··· Extracted information

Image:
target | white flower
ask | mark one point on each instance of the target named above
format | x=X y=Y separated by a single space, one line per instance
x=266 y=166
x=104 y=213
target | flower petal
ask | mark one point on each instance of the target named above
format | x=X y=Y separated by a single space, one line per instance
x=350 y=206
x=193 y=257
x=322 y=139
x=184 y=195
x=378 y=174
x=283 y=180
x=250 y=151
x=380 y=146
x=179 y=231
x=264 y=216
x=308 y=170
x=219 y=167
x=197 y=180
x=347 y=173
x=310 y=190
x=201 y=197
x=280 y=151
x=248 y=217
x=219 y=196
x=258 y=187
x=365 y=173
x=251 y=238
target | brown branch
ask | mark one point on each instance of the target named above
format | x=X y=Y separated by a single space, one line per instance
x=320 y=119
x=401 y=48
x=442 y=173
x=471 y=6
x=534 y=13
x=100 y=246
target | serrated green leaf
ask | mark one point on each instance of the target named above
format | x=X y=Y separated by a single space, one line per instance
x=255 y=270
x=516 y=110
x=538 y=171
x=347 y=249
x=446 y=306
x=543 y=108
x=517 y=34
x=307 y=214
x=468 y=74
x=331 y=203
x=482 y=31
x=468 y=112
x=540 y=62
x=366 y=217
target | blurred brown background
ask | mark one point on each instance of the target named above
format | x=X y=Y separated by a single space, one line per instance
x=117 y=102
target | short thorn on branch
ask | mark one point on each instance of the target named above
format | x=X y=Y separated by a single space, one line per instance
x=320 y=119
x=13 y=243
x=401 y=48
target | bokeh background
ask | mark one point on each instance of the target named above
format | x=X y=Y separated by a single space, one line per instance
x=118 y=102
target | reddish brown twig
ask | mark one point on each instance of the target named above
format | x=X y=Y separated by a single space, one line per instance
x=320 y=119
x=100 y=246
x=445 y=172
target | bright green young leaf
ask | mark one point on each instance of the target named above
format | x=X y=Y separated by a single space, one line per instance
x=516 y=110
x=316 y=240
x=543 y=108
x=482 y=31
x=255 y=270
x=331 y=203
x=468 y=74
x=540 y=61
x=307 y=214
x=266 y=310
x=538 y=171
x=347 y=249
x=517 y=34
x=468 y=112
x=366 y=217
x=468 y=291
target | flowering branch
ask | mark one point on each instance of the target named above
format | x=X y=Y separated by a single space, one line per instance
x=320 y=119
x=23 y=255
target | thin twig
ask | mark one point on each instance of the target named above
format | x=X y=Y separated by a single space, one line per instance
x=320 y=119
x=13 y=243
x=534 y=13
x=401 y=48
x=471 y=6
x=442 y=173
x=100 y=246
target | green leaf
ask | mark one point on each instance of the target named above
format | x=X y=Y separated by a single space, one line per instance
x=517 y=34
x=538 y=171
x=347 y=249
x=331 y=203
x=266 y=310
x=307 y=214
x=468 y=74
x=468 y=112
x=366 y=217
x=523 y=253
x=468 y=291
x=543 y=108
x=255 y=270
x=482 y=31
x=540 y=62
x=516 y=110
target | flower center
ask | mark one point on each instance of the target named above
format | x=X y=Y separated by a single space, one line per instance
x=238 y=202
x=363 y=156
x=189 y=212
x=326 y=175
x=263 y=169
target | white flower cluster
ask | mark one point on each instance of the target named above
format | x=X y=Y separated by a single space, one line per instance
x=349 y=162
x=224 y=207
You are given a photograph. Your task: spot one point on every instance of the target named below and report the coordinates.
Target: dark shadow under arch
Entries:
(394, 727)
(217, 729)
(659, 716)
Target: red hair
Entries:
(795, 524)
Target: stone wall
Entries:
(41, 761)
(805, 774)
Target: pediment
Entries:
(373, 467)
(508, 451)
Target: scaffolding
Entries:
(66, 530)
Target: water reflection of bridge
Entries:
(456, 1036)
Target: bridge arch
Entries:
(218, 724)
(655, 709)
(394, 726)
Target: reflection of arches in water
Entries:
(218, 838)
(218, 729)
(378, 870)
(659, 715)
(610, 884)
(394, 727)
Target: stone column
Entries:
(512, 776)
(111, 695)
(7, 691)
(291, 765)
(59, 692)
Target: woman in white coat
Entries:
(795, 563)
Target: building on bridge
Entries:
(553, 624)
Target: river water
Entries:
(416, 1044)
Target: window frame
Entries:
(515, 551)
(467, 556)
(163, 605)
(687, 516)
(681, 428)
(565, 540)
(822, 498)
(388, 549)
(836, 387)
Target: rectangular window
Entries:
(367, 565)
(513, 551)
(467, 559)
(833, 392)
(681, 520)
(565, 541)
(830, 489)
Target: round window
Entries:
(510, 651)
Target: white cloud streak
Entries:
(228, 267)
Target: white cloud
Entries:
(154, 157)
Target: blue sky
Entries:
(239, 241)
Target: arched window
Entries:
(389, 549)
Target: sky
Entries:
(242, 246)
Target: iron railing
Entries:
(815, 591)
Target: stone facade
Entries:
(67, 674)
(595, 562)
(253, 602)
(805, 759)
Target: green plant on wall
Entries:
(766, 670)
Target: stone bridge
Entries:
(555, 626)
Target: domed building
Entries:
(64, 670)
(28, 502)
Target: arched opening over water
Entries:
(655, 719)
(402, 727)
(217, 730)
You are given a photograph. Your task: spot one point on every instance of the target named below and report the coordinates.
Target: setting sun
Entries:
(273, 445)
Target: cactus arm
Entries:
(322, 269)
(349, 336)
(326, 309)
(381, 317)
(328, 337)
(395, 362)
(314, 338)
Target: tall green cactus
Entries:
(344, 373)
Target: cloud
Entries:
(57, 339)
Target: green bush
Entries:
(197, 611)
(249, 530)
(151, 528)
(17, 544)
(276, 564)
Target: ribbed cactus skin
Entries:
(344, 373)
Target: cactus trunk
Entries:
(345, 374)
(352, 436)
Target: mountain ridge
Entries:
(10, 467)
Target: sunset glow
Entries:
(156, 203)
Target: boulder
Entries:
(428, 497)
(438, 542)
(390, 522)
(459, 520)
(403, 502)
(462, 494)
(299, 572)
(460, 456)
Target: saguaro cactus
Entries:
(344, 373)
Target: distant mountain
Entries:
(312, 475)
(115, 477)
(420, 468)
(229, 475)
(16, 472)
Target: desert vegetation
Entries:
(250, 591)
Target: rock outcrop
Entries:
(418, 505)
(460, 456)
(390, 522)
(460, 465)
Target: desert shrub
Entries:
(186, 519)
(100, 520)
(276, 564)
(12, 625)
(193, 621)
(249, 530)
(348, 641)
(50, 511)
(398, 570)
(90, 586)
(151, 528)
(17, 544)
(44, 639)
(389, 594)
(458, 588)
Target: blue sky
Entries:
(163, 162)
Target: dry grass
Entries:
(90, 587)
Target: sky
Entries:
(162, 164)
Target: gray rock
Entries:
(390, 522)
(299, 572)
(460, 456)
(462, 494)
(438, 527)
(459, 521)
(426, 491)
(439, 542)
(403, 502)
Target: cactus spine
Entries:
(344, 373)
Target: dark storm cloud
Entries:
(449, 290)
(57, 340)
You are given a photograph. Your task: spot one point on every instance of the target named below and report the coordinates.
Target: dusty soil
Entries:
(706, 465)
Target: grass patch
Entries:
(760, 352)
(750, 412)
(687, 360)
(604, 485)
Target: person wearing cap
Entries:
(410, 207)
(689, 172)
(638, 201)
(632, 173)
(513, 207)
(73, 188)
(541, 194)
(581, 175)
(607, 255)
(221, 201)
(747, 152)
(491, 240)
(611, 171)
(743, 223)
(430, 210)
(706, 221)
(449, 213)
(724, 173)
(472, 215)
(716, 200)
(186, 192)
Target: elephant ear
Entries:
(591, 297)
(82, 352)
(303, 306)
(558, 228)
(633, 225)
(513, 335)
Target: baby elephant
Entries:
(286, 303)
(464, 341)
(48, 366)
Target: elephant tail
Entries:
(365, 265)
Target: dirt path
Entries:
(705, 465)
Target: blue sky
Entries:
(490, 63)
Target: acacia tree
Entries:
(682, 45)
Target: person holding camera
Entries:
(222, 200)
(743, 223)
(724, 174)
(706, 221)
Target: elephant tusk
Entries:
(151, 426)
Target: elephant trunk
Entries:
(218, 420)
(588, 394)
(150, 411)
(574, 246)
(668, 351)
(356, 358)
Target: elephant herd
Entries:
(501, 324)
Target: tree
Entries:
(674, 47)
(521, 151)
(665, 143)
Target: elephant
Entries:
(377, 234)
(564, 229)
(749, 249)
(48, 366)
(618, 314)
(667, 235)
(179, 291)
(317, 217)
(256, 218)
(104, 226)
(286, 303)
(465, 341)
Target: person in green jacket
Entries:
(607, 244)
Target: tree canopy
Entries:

······

Task directions → Each line above that contains the string "arched" counts once; give the number of such lines and nothing more.

Expected answer → 2